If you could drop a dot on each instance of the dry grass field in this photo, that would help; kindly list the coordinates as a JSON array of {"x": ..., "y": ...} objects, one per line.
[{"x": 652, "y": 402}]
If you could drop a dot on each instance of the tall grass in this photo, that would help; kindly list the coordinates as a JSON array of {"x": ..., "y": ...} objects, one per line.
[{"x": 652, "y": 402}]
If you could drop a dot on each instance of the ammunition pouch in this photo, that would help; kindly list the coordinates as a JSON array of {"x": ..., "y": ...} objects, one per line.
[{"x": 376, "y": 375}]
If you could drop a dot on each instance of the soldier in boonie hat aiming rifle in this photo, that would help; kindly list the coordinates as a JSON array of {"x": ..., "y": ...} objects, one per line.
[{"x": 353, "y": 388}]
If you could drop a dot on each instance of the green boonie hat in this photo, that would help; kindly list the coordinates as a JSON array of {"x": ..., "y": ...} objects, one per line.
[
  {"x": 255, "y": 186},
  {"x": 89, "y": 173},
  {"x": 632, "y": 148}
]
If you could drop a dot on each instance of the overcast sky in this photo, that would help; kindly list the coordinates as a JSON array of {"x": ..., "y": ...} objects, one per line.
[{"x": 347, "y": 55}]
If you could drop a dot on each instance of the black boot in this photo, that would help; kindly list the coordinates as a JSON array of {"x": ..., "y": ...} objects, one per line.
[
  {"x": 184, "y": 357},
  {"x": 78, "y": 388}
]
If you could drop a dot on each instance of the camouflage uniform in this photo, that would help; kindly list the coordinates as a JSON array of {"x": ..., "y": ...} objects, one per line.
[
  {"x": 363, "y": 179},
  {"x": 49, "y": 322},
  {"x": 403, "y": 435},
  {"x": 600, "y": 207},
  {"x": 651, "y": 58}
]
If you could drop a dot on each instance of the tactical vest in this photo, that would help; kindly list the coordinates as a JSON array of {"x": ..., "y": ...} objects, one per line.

----

### [About this exercise]
With both ends included, please retype exactly the lines from the line containing "of the ammunition" to the final line of the data.

### [The completed task]
If you could drop a dot on each instance of the ammunition pouch in this photo, that would help; kindly list the coordinates as a JSON array of {"x": ..., "y": ...} objects, one per line.
[{"x": 376, "y": 375}]
If you could drop a dot on each instance of the soldier in boonie hat aiming rifle in this photo, that would help; kindly list the coordinates as a JSON array of {"x": ..., "y": ...} objects, one per line.
[{"x": 353, "y": 388}]
If you could drop a dot on each instance of the green boonie hat in this photo, that would help; kindly list the coordinates as a JSON array of {"x": ..., "y": ...} objects, one per line.
[
  {"x": 255, "y": 186},
  {"x": 89, "y": 173},
  {"x": 632, "y": 148}
]
If you could drop a dot on each instance of the overcast sky in this photo, that would help; kindly list the coordinates as a JSON array of {"x": ..., "y": ...} objects, one per line.
[{"x": 347, "y": 55}]
If you could drop a dot on each instance of the black boot in this photo, that would help; kindly list the coordinates as a JSON array of {"x": ..., "y": ...} objects, one per line.
[
  {"x": 184, "y": 357},
  {"x": 78, "y": 388}
]
If you could drop a dot on each instance of the camouflage uniform in this photo, that would help; kindly list the coordinates as a JSON array of {"x": ..., "y": ...} objects, one per line.
[
  {"x": 363, "y": 179},
  {"x": 49, "y": 322},
  {"x": 403, "y": 435},
  {"x": 600, "y": 207},
  {"x": 651, "y": 58}
]
If you could drop a dot on each instance of the tactical vest in this photo, that would help; kindly list the coordinates as a JSON array of {"x": ..., "y": ...} objects, one per line.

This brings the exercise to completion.